Die Raumkapsel bewegte sich am Montag in einer Distanz zur Erde, die nie zuvor eine Mensch erreicht hatte. Den bisherigen Rekord von 400.171 Kilometern hatte die "Apollo 13"-Mission im Jahr 1970 aufgestellt. Die "Artemis II"-Crew erreichte ihre geplante maximale Distanz von 406.771,35 Kilometern zur Erde.
Für 40 Minuten fiel – geplanterweise – der Funkkontakt aus, als sich die "Orion"-Kapsel auf der zur Erde abgewandten Seite des Mondes befand. Gegen 19.00 Uhr EDT führte ihr Flug die Astronauten am Montag auf rund 6.545 Kilometer an den Mond heran.
Die Crew, bestehend aus den US-Amerikanern Christina Koch, Victor Glover, Reid Wiseman und dem Kanadier Jeremy Hansen, war in der Nacht auf Donnerstag (MESZ) an Bord der "Orion"-Kapsel mit dem Raketensystem "Space Launch System" vom Weltraumbahnhof Cape Canaveral (Florida) abgehoben.
Montagabend beobachteten die vier Astronauten auch den "Erdaufgang", den Augenblick, an dem die Erde hinter der Mondoberfläche aufsteigt. Danach folgte laut NASA eine etwa eine Stunde lange Sonnenfinsternis, währen der die "Orion"-Raumkapsel, der Mond und die Sonne in einer Linie standen.

------------------------------

Zu lösende Aufgaben:
a - Prüfen Sie, ob die folgenden Aussagen dem Textauszug entsprechen. Antworten Sie jeweils mit „ja“ oder „nein“, und zitieren Sie wörtlich die entscheidenden Worte des Textauszugs.
(i) Den bisherigen Distanzrekord hatte die „Apollo 13“-Mission im Jahr 1970 aufgestellt.
(ii) Der Funkkontakt brach unerwartet ab.
(iii) Alle vier Crewmitglieder stammen aus den USA.
b - Schreiben Sie den Abschnitt des Textauszugs wortgetreu ab, der bei „Für 40 Minuten“ einsetzt und mit „den Mond heran.“ endet.

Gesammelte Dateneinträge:
------------------------------

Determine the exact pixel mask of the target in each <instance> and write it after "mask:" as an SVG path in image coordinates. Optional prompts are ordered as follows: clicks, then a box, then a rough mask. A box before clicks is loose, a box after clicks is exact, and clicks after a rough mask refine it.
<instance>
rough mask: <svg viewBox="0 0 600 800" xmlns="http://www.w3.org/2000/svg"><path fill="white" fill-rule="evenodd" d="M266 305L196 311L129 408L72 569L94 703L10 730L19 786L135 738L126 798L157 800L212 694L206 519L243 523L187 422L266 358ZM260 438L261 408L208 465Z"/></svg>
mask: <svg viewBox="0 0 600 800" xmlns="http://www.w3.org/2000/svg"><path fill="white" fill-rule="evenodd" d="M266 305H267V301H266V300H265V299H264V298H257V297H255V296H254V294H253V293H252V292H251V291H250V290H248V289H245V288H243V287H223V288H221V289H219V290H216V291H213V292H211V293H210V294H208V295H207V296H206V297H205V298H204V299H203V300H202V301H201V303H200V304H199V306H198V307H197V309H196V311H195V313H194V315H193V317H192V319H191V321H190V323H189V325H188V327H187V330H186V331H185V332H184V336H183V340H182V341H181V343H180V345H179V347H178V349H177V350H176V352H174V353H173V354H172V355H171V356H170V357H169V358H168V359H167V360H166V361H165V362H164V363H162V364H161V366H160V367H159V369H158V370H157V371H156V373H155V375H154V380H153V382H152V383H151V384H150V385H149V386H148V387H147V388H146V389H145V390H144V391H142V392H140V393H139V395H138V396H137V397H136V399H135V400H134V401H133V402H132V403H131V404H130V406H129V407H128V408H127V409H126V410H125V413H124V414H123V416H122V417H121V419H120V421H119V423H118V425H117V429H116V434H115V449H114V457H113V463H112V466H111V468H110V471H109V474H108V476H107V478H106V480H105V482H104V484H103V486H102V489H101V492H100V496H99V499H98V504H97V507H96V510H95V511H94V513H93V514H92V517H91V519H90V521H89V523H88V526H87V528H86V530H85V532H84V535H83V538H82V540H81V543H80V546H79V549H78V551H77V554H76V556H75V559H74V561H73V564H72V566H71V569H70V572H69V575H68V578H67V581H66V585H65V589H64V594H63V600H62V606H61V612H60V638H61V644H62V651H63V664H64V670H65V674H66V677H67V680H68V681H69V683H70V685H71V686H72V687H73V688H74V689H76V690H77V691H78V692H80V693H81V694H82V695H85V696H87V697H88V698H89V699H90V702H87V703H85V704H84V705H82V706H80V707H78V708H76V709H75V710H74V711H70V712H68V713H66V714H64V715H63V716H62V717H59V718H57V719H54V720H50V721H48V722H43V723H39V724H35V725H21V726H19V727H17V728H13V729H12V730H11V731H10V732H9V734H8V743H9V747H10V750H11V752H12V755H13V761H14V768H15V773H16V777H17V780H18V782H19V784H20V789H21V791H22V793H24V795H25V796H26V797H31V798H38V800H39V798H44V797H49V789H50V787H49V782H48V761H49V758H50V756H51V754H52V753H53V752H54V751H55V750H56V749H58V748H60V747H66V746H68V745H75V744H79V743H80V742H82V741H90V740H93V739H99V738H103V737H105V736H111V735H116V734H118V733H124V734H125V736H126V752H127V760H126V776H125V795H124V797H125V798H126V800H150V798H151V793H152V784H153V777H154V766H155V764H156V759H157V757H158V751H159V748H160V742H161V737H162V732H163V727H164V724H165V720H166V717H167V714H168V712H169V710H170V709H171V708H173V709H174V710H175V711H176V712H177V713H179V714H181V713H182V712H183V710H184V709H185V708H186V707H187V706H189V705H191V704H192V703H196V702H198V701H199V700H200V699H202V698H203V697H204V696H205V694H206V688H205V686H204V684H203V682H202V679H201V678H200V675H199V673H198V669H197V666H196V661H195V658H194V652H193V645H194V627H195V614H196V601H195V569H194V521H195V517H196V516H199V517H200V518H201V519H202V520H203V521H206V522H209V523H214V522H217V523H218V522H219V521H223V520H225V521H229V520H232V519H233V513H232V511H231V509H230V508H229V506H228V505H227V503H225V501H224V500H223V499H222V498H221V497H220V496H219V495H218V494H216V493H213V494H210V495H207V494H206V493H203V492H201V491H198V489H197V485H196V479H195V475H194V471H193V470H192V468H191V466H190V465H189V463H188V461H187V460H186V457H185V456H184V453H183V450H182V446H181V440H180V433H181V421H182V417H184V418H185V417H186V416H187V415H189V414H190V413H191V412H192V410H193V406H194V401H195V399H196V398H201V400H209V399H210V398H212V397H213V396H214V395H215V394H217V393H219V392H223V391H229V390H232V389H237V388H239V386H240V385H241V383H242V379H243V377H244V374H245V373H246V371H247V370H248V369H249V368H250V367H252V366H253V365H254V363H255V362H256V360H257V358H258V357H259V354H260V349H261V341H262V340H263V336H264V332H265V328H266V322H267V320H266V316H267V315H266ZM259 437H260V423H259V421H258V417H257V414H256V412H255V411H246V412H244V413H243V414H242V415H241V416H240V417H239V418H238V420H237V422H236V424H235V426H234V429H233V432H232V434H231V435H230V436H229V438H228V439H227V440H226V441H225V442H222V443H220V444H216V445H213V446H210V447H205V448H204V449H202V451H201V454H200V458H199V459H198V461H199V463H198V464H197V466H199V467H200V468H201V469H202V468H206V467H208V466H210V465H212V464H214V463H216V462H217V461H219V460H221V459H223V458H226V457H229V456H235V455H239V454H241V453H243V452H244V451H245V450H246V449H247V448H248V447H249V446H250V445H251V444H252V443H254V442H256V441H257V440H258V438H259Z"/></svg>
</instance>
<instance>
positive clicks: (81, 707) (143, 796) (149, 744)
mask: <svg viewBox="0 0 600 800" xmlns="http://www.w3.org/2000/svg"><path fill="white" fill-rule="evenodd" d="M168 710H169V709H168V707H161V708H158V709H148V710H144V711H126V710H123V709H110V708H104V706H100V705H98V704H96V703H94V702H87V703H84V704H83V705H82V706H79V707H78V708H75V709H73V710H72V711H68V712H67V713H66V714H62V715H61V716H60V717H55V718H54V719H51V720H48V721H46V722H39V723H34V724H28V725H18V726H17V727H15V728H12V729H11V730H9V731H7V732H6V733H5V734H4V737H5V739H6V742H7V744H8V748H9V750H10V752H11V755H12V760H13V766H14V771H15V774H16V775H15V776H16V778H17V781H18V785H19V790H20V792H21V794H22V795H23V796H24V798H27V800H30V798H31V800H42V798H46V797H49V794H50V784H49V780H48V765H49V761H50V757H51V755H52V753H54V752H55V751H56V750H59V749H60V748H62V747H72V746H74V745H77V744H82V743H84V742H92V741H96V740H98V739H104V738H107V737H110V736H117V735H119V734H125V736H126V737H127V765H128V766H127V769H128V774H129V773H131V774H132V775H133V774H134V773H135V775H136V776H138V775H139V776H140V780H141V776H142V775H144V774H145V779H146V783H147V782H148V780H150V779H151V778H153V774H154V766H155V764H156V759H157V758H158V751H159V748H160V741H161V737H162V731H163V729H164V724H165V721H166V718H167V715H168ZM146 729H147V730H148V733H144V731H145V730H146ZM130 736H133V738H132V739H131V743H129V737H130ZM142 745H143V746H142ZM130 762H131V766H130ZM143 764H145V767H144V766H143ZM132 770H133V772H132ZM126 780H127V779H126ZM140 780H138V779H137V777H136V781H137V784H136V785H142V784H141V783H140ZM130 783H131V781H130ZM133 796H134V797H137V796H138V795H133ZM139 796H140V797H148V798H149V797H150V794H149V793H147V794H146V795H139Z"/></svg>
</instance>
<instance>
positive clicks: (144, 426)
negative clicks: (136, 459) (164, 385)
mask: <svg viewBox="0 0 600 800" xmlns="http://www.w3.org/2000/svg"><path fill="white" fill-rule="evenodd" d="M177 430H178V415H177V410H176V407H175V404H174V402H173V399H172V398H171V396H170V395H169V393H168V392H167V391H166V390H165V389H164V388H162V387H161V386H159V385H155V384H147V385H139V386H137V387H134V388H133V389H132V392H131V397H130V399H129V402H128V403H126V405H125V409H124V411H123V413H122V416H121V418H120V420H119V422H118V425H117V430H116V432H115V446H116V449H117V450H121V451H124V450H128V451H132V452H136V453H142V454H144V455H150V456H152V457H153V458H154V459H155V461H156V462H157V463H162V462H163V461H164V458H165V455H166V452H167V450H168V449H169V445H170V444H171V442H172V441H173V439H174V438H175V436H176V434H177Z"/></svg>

------------------------------

Lösungen der Aufgaben:
a -
(i) Ja – „Den bisherigen Rekord von 400.171 Kilometern hatte die "Apollo 13"-Mission im Jahr 1970 aufgestellt.“
(ii) Nein – „Für 40 Minuten fiel – geplanterweise – der Funkkontakt aus“
(iii) Nein – „dem Kanadier Jeremy Hansen“

b -
Für 40 Minuten fiel – geplanterweise – der Funkkontakt aus, als sich die "Orion"-Kapsel auf der zur Erde abgewandten Seite des Mondes befand. Gegen 19.00 Uhr EDT führte ihr Flug die Astronauten am Montag auf rund 6.545 Kilometer an den Mond heran.